== 本文
ライブや練習を終えたバンドマンとギャルは日高屋に行く。幸せそうな家族は餃子の満州に行く。ギラギラと脂ぎった連中は王将に行くだろう。そう、もはや暖色の広い空間が居心地が悪くなってしまった人間が最後に入るのが福しんなのだ。

中にいる客は皆、一人客だ。いや、疲れ切った旅人だ。
誰もが注文が来るまで、うつむき、沈痛な面持ちでこうべを垂れている。
瞑目し、指を組み、肘をついて祈りを捧げる者もいる。
ここでは誰も注文以外に声を上げない。黙ってきて黙って帰る。
しかし、そこには奇妙な連帯がある。
同じ戦線を別の塹壕で戦っていた者同士の。

一般的な客
もはや明るさや90年代JPOP有線に耐えられない

帰り際にもらえるレシートは、そのまま麵、ライス大盛、チャーシュー1枚などに引き換えられるクーポンになる。
それは、また生きてここに戻ってきてくださいね、という優しさ、御守りだ。モノトーンの細長いレシートをポケットにねじ込み(あるいは財布に丁寧にしまい)人はまた孤独な旅に出る。
====
> 練習問題
(A) 福しんを描いた文章について、次の(i)～(iii)が内容と合っているかを判断し、はい・いいえで答えなさい。判断の根拠となる語句を文章からそのまま引用すること。
(i) 福しんの中にいる客は、皆一人客である。
(ii) 福しんの客は、注文以外にも店内でよく声を上げて話す。
(iii) 帰り際にもらえるレシートは、クーポンになる。
(B) 福しんを描いた文章を、最後の一文の後から書き継ぎなさい。
== 提供資料
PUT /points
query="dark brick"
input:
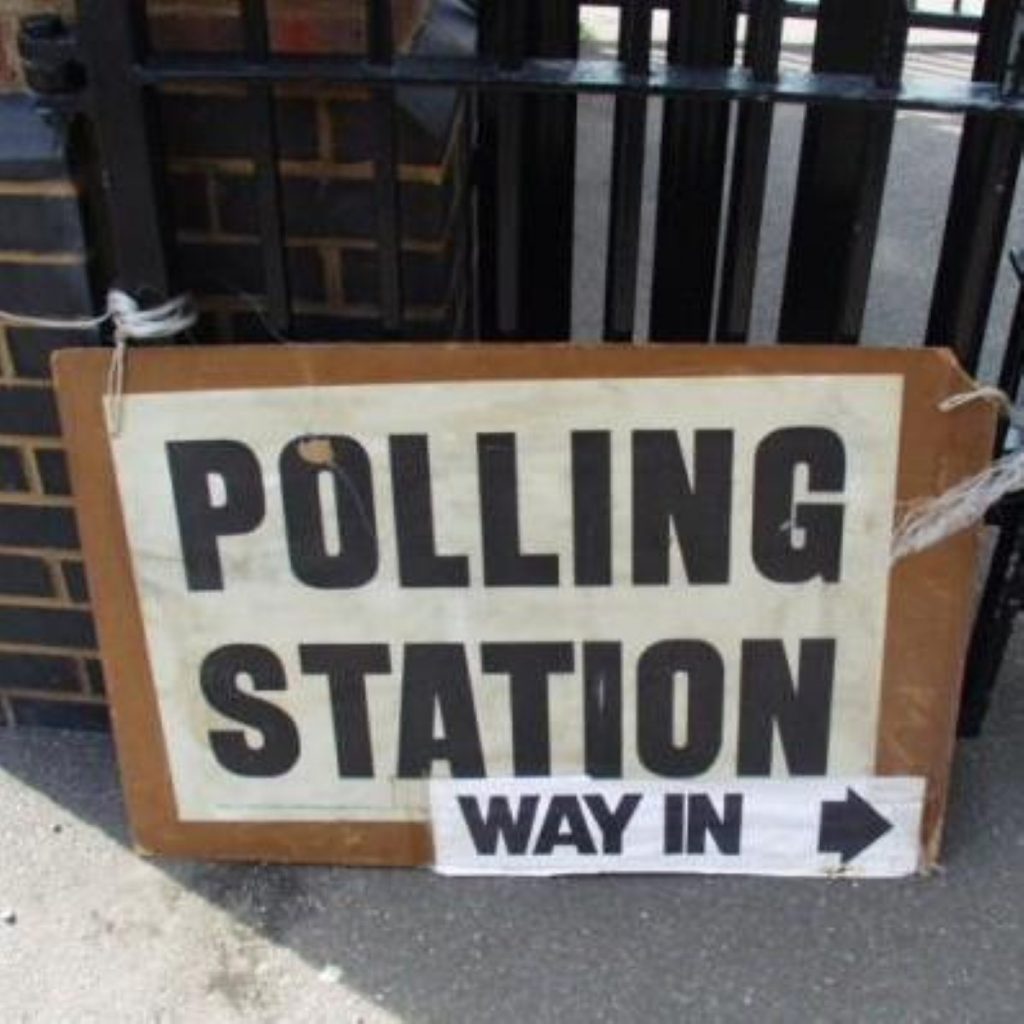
====
> 解答
(A)
(i) はい。「中にいる客は皆、一人客だ。」
(ii) いいえ。「ここでは誰も注文以外に声を上げない。」
(iii) はい。「帰り際にもらえるレシートは、そのまま麵、ライス大盛、チャーシュー1枚などに引き換えられるクーポンになる。」

(B)
あるとき一人の男が考えた。このクーポンがあるから、俺はまた福しんに行ってしまうのではないか? それによって煌びやかな街で女性と出会い恋に落ちる、そんな可能性を閉ざしてしまうのではないか?
俺はこのままあの空間に馴染み、壁と同化していくのだろうか? と。
だが次の瞬間、男は苦笑いした。
分かっている。
自分はそんな明るい店には入れないことを。
そして一杯のカクテルの値段を見て「手もみらーめんに味玉をのせた値段以上だ」と思ってしまう人間に恋は無縁だということを。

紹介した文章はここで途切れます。